Lines of data:
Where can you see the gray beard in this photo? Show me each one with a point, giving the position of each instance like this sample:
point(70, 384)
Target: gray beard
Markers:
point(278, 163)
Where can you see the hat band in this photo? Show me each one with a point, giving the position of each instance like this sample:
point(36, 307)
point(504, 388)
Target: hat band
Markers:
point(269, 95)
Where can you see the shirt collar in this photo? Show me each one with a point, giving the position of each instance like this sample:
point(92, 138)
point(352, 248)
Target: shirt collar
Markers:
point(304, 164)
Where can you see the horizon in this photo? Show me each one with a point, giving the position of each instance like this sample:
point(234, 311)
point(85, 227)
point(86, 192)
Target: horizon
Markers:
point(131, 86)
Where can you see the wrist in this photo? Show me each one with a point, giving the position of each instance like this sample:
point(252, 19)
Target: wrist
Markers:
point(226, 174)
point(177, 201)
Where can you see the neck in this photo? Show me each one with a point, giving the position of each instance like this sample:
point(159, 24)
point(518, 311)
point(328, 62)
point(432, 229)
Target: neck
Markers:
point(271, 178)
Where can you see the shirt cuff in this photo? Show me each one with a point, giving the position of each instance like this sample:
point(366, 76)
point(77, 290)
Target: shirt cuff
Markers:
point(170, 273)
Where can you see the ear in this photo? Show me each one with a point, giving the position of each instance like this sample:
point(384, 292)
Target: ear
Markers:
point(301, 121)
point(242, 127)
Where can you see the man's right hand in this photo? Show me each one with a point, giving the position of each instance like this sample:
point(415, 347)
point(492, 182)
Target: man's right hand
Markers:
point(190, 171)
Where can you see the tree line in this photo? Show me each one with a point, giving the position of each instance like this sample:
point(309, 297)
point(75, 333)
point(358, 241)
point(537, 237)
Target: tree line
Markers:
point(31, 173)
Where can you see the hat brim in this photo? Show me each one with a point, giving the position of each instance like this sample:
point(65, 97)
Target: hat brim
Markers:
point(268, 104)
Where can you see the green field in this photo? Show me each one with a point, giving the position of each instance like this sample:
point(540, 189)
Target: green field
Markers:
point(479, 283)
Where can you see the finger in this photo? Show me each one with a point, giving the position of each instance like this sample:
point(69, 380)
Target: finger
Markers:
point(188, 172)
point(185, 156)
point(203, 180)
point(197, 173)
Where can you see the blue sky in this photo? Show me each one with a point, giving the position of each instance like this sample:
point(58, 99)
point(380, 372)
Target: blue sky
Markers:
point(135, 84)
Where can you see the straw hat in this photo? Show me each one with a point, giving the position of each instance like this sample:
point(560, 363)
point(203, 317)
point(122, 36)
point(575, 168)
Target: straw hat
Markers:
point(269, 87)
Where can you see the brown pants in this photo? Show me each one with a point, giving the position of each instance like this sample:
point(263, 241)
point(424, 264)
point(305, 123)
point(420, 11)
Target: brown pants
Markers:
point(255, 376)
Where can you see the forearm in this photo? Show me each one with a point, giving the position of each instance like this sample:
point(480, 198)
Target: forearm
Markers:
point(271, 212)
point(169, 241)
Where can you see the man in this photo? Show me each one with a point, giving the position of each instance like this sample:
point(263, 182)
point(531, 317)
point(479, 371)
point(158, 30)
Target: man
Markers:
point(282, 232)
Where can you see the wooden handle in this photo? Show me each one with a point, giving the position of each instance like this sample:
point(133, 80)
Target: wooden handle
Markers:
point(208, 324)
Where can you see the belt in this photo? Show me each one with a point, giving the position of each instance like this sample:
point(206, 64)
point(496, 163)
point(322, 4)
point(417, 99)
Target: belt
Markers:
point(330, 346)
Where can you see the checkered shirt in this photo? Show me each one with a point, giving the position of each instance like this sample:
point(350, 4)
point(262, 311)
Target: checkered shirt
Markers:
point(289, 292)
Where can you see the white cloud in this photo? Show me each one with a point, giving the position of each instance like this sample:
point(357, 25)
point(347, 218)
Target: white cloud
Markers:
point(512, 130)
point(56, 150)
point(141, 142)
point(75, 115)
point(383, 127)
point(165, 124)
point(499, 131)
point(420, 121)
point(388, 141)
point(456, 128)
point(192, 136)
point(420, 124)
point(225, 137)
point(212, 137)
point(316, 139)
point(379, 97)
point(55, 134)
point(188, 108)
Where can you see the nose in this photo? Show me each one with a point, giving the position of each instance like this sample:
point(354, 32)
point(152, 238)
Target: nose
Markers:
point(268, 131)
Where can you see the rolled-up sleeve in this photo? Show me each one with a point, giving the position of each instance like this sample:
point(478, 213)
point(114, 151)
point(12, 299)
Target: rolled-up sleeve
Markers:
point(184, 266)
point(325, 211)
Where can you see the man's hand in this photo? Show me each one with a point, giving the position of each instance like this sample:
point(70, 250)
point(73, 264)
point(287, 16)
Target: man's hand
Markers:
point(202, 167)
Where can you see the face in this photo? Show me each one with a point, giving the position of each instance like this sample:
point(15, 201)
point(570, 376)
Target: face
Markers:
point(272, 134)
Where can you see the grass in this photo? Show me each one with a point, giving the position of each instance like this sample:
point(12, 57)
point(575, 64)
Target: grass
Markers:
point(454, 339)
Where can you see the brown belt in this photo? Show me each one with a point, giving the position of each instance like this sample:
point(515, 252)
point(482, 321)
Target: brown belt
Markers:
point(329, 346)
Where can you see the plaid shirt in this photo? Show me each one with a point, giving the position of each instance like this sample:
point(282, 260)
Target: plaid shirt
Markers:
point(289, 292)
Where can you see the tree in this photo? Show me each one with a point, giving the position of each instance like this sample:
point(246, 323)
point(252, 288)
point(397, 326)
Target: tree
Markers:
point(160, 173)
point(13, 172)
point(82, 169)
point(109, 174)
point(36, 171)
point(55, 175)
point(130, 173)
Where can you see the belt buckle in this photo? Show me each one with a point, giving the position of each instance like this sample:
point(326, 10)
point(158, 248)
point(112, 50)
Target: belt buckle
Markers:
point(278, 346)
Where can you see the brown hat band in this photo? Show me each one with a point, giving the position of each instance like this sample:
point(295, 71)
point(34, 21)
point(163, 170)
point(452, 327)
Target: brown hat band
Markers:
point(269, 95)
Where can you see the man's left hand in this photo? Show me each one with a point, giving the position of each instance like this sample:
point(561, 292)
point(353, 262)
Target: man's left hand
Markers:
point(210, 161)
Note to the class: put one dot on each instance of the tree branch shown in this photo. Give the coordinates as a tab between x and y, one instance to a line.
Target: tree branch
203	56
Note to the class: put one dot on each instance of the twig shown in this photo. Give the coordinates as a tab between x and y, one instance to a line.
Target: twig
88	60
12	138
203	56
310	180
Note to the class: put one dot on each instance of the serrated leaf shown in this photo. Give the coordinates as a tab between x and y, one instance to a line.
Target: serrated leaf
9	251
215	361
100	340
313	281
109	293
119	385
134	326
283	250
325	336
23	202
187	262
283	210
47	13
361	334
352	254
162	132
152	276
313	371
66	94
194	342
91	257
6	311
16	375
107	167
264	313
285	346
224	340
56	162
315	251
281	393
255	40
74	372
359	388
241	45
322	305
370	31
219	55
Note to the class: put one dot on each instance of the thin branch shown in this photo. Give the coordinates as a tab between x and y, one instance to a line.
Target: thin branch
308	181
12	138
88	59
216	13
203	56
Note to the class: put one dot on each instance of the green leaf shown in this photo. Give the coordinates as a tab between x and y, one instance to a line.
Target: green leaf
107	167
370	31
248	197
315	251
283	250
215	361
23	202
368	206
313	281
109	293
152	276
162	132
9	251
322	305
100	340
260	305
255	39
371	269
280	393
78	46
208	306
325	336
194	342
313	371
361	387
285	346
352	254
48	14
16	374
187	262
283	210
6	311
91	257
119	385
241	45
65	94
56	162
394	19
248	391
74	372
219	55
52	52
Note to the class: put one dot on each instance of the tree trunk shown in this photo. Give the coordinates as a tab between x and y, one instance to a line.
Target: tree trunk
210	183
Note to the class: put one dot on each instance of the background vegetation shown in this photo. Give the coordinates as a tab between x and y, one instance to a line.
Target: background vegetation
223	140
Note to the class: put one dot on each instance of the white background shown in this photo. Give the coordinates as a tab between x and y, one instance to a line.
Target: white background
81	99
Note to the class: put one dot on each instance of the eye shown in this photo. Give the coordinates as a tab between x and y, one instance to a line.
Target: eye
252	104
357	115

- _Stated exercise_: Rewrite each line of the listing from the line with "Where can you see the face" up to and including the line with "point(329, 346)", raising every answer coordinate by 43 and leaving all other lines unchanged.

- _Exercise response_:
Where can you see the face in this photo? Show me each one with a point, giving the position of each instance like this sample:
point(15, 201)
point(570, 376)
Target: face
Markers:
point(315, 177)
Where can you see the grass in this photo? Show me each one with a point, giving the position of each instance like this sample:
point(12, 57)
point(575, 64)
Target: grass
Markers:
point(497, 382)
Where can you see the brown belt in this photo? Show me each one with a point, giving the position of each instance like this sample:
point(515, 252)
point(482, 321)
Target: brown belt
Markers:
point(372, 389)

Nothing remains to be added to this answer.